=== DATASET ROWS ===

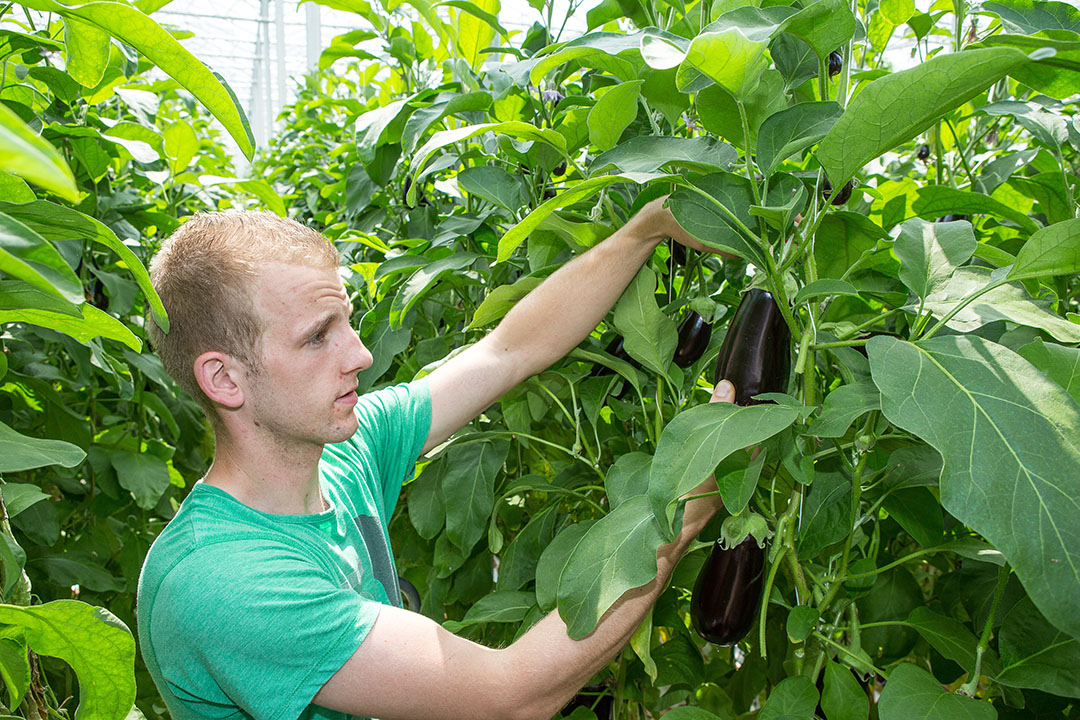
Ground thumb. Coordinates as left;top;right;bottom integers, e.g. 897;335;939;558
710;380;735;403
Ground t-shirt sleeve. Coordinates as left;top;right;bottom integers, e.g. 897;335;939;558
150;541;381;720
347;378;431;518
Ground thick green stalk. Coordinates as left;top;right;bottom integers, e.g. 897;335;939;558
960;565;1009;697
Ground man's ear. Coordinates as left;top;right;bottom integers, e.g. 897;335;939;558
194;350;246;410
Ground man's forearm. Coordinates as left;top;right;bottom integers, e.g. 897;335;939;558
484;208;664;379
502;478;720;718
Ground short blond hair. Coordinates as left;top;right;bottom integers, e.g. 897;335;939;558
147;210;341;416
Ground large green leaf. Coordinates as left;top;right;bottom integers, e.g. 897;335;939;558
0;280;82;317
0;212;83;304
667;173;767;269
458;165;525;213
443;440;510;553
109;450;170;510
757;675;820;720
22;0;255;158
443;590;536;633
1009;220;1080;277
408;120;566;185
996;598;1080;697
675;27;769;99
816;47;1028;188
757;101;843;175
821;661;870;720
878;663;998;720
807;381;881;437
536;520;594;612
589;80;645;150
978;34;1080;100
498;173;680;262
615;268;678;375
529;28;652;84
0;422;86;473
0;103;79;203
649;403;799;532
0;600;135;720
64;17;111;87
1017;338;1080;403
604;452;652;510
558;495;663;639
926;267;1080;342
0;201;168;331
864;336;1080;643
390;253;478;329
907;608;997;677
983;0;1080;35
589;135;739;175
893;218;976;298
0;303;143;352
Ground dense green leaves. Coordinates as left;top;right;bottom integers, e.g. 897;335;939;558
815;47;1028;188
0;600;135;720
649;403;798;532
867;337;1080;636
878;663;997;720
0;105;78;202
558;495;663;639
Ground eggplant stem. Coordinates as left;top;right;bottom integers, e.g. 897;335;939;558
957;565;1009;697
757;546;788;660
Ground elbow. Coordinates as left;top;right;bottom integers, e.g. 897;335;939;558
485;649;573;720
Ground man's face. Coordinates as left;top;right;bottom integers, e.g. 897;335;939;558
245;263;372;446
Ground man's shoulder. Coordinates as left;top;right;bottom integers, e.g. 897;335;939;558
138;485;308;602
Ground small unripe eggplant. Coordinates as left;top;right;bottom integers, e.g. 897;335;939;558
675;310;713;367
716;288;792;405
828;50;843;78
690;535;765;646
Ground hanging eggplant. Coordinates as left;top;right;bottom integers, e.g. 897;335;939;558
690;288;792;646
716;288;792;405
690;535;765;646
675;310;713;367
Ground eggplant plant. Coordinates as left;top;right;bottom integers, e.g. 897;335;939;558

===

Pick out and copy every line of the records that contains the word "green".

→ FINISHED TASK
Ground thick green stalk. Coordinates as left;top;right;bottom integers, e.g. 897;335;939;558
Ground large green leaf. Coordinates as left;top;right;bottom integers, e.g. 897;335;939;558
Ground dense green leaves. Coordinates as left;top;right;bottom integers, e.g. 897;335;939;558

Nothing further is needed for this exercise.